(Excerpts from a dataset)

********

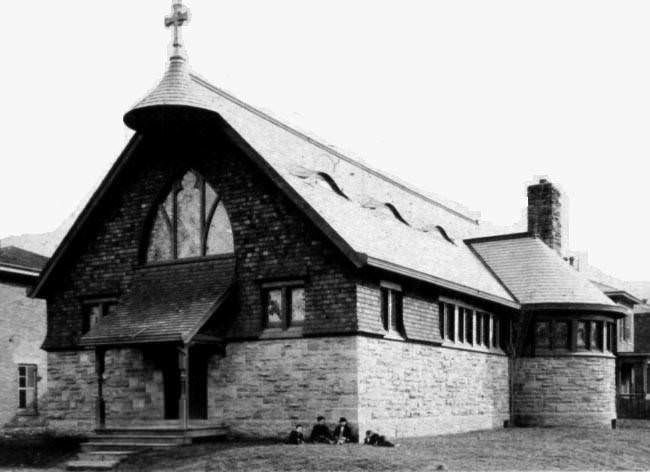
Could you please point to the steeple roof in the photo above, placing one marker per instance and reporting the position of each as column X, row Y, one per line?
column 175, row 98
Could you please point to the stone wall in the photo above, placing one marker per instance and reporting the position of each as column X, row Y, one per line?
column 263, row 388
column 573, row 390
column 22, row 330
column 133, row 388
column 408, row 389
column 70, row 400
column 642, row 332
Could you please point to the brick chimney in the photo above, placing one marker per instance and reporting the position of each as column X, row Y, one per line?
column 545, row 214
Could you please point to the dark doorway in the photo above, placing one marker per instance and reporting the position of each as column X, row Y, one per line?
column 198, row 384
column 171, row 384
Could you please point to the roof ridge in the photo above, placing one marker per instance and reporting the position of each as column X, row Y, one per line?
column 377, row 173
column 500, row 237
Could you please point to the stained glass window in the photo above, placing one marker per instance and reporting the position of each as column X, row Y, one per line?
column 191, row 222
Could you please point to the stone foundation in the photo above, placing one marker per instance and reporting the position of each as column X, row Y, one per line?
column 264, row 388
column 565, row 391
column 408, row 389
column 132, row 388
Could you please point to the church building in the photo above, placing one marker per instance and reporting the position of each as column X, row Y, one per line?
column 233, row 271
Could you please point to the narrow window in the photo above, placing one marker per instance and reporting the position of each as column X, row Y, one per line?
column 560, row 335
column 582, row 340
column 391, row 310
column 274, row 309
column 597, row 335
column 486, row 330
column 451, row 321
column 297, row 305
column 495, row 332
column 27, row 378
column 542, row 334
column 93, row 311
column 469, row 326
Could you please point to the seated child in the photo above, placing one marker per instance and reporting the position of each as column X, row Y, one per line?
column 320, row 432
column 374, row 439
column 342, row 432
column 296, row 436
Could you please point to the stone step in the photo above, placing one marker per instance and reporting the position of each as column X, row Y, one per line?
column 140, row 438
column 120, row 446
column 104, row 455
column 91, row 465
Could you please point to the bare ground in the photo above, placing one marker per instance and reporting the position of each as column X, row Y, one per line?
column 506, row 449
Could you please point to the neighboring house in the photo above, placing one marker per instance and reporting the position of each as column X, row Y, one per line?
column 232, row 270
column 23, row 365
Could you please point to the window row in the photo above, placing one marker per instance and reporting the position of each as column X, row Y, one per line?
column 574, row 335
column 460, row 324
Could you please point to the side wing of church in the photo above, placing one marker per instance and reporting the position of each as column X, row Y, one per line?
column 233, row 271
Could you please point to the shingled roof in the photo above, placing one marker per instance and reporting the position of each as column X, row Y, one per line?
column 536, row 275
column 166, row 303
column 17, row 257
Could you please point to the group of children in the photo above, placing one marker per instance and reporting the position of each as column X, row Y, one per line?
column 342, row 434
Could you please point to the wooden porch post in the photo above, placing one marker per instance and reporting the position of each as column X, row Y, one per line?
column 100, row 407
column 183, row 367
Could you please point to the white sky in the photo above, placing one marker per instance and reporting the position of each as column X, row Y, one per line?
column 466, row 99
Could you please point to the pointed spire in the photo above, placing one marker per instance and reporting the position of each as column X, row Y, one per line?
column 180, row 15
column 176, row 99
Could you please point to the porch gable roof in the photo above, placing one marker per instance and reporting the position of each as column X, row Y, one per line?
column 166, row 303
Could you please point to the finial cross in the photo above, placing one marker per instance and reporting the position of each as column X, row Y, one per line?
column 180, row 15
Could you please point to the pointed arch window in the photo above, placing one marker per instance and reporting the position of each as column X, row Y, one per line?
column 190, row 222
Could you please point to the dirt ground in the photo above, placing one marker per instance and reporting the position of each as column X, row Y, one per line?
column 504, row 449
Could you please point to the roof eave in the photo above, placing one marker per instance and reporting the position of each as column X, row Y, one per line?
column 381, row 264
column 616, row 310
column 119, row 164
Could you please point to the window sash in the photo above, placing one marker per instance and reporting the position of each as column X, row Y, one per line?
column 27, row 380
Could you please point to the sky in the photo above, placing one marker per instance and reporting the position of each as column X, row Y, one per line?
column 471, row 100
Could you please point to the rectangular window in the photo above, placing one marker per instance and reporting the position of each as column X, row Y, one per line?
column 597, row 335
column 560, row 335
column 495, row 332
column 469, row 325
column 284, row 306
column 582, row 338
column 27, row 378
column 391, row 310
column 450, row 318
column 297, row 305
column 610, row 336
column 542, row 334
column 94, row 310
column 486, row 330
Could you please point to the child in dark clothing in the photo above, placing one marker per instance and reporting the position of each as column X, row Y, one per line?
column 296, row 436
column 320, row 432
column 374, row 439
column 342, row 432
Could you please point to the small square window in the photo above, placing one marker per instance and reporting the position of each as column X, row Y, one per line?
column 542, row 334
column 284, row 306
column 93, row 311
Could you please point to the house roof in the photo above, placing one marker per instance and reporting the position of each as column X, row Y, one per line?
column 617, row 292
column 166, row 302
column 537, row 276
column 425, row 242
column 20, row 258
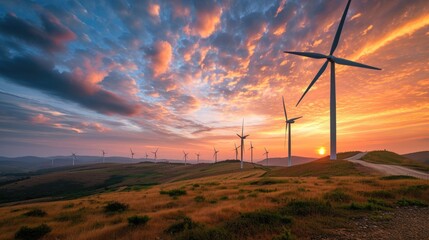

********

WHAT THIS TASK INVOLVES
Your reply should be the full data above, copied exactly, with no pictures in it.

WRITTEN SOLUTION
Could you please point to the steeple roof in the photo above, placing one marker per instance and reporting the position of each as column X, row Y, one per line?
column 175, row 98
Could you please point to the stone wall in the photo above, placing one marker per instance and reporting the position of each as column X, row Y, one per line?
column 263, row 388
column 573, row 390
column 22, row 330
column 133, row 388
column 408, row 389
column 70, row 400
column 642, row 332
Could you please point to the brick chimney in the photo above, placing one marker per instance and reporting the position of each as column X, row Y, one per line?
column 545, row 214
Could you please point to the dark doorway in the photo above, placing one marker per instance and reporting the position of each as column X, row Y, one per line?
column 198, row 384
column 171, row 384
Could you please point to the roof ridge in the photo above, placing one marker per instance and reporting the position of each as column X, row Y, one per line?
column 377, row 173
column 500, row 237
Could you please point to the stained glass window in the photo above, placing one marker per instance and reporting the position of each as column X, row Y, one per line?
column 191, row 222
Could you please point to the stone foundation in the photo above, placing one marker per instance and reporting the position of each as column X, row Y, one per line?
column 264, row 388
column 565, row 391
column 408, row 389
column 132, row 388
Could you please point to the church building in the photo above, placing one marker per instance and reporting the position of each as column X, row Y, one per line?
column 233, row 271
Could you please point to the narrow window in the photo above, placing one marker per instance and reporting the position of each as column X, row Y, one per line?
column 560, row 335
column 582, row 340
column 391, row 310
column 274, row 309
column 597, row 335
column 486, row 330
column 451, row 321
column 297, row 305
column 495, row 332
column 27, row 378
column 542, row 334
column 93, row 311
column 469, row 326
Could you please point to the seated child in the photo above, placing one marker per instance and reporting the position of each as column X, row Y, one per line?
column 320, row 432
column 374, row 439
column 342, row 432
column 296, row 436
Could you please point to the stone step in the photo above, placing one marker per instance and reporting the position of each as column X, row Y, one per line?
column 140, row 438
column 120, row 446
column 104, row 455
column 91, row 465
Could you please point to the bare ground in the photo above, placing one marker per instance and reporting the position of each as column X, row Y, one per line?
column 506, row 449
Could you please point to the neighboring house in the photo above, placing one marker per instance and reporting the position of each as column X, row Y, one per line?
column 232, row 270
column 23, row 365
Could you please point to the window row in the photo above, placing one marker per instance and reporting the position of each as column X, row Y, one per line?
column 574, row 335
column 460, row 324
Could you please point to the side wing of church in the photo above, placing one marker per instance and reporting the position of each as column X, row Y, one per line?
column 233, row 271
Could you please point to the shingled roof in the photo above, placing one marker per instance and reporting the position of each as column X, row Y, one per line?
column 536, row 275
column 166, row 303
column 17, row 257
Could you please point to the group of children in the photo above, placing one marker per instance and reporting the position of each as column X, row Y, one per line?
column 342, row 434
Could you please point to the wooden porch post in the photo above, placing one marker per instance and reporting the position of each as column X, row Y, one per line?
column 100, row 407
column 183, row 367
Could you please point to the white sky in the photo above, placing one marker per instance and reporting the position of each as column X, row Y, one per line?
column 466, row 99
Could you please point to the pointed spire in the photo above, placing one marker per instance and reporting the position of each as column X, row Y, one per line?
column 180, row 15
column 176, row 99
Could you please point to the porch gable roof in the photo above, placing one marker per instance and reporting the position of each as column X, row Y, one per line?
column 166, row 303
Could you please point to the finial cross in the photo above, placing one marker per instance and reporting the position of each as column X, row Y, one per line?
column 180, row 15
Could you please point to the pointed arch window in the photo above, placing one marker per instance and reporting the position of each as column X, row Y, one per line?
column 190, row 222
Could you please point to the dirt ground in the photo above, placing one marker per instance and reporting the position of each as column X, row Y, one per line?
column 504, row 449
Could you please point to the roof eave in the photo above, placing one marker per instance and reporting the position of each as column X, row Y, one per line?
column 381, row 264
column 616, row 310
column 119, row 164
Could you please point to the window sash in the photo above, placing one marker per instance and reporting the position of each as column X, row Y, one per line?
column 27, row 380
Could you please point to the sky in the photo above, placing one marker per instance and reporting the position of each as column X, row Y, one per line?
column 471, row 100
Could you please point to the rectangular window in the photo above, placing one marker per instance and reporting the position of each as column X, row Y, one per line?
column 597, row 335
column 560, row 335
column 495, row 332
column 469, row 325
column 284, row 306
column 582, row 338
column 27, row 378
column 391, row 310
column 450, row 318
column 297, row 305
column 610, row 336
column 542, row 334
column 94, row 310
column 486, row 330
Could you please point to the child in dark clothing in the photo above, placing one marker per instance and reporting the position of each as column X, row Y, one per line?
column 296, row 436
column 320, row 432
column 374, row 439
column 342, row 432
Could you please point to the small square window in the photo above, placing one marker per instance and reporting the position of each as column X, row Y, one per line?
column 542, row 334
column 284, row 306
column 93, row 311
Could you please point to the house roof in the photo above, placing one marker per instance and reporting the position of each as column X, row Y, one per line?
column 617, row 292
column 166, row 302
column 537, row 276
column 425, row 242
column 20, row 258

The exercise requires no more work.